§ Vorliegender Auszug:
────────────────
Bei JOptionPane ohne Thread ist es mir klar, dass normalerweise zuerst JOptionPane geöffnet wird und nach dem OK-Drücken kommt anschliessend das nächste Fenster. Das Thread möchte ich aber nicht weglassen. 

[HIGHLIGHT="Java"]import javax.swing.*;

public class TestFrame {

	public TestFrame()
	{
		new Thread()
		{
			public void run()
			{
				SwingUtilities.invokeLater(new Runnable() {
					public void run() {
						JOptionPane.showMessageDialog( null, "Hiermit kann ich nicht schliessen!", "Test",  JOptionPane.INFORMATION_MESSAGE );
					}
				});
			}
		}.start();

		JFrame frame = new JFrame();
		frame.setAlwaysOnTop( true );
		frame.setSize( 300, 300 );
		frame.setTitle( "Test" );
		frame.add( new JButton( "Test" ) );
		frame.pack();
		frame.setVisible( true );
	}

	public static void main(String[] args) {
		new TestFrame();
	}
}[/HIGHLIGHT]

Gruß
Iron Monkey


----------



## Marco13 (5. Apr 2009)

Ich gehe mal davon aus, dass da AUCH einige Schwierigkeiten bestehen, die nichts mit Java zu tun haben. Würde es dir leichter fallen, die Frage... z.B. auf englisch zu stellen?


----------



## hdi (5. Apr 2009)

Hast du denn einen guten Grund warum das Fenster alwaysOnTop sein soll? Wenn nicht, schmeiss es raus. Das ist nun mal eine Einstellung, die fast nie Sinn macht und jeden User ankotzt.


----------
────────────────
§ Gegebene Zeilen:
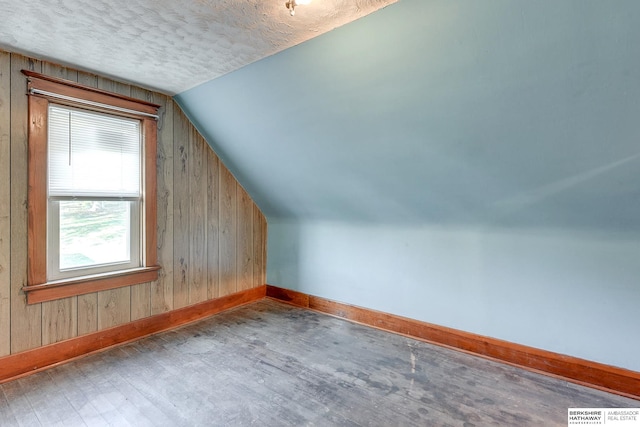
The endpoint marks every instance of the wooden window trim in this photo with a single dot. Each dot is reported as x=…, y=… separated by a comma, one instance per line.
x=38, y=289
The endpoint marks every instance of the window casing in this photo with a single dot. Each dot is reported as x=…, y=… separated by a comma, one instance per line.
x=92, y=190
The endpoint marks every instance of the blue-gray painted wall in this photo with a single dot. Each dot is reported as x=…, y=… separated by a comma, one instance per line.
x=479, y=160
────────────────
§ Übungen:
(A) Welche Fenstereinstellung soll laut hdi im Auszug entfernt werden, falls es keinen guten Grund für sie gibt?
(B) Geben Sie den Absatz im Auszug, der mit „Hast du denn einen guten Grund“ beginnt, in einem kürzeren Satz wieder.
Die Zeilen werden hier nicht gebraucht.

§ Lösungen:
(A) Die Einstellung alwaysOnTop.

(B) hdi fragt nach einem guten Grund für alwaysOnTop und rät, die Einstellung andernfalls zu entfernen, da sie fast nie sinnvoll ist und jeden Nutzer stört.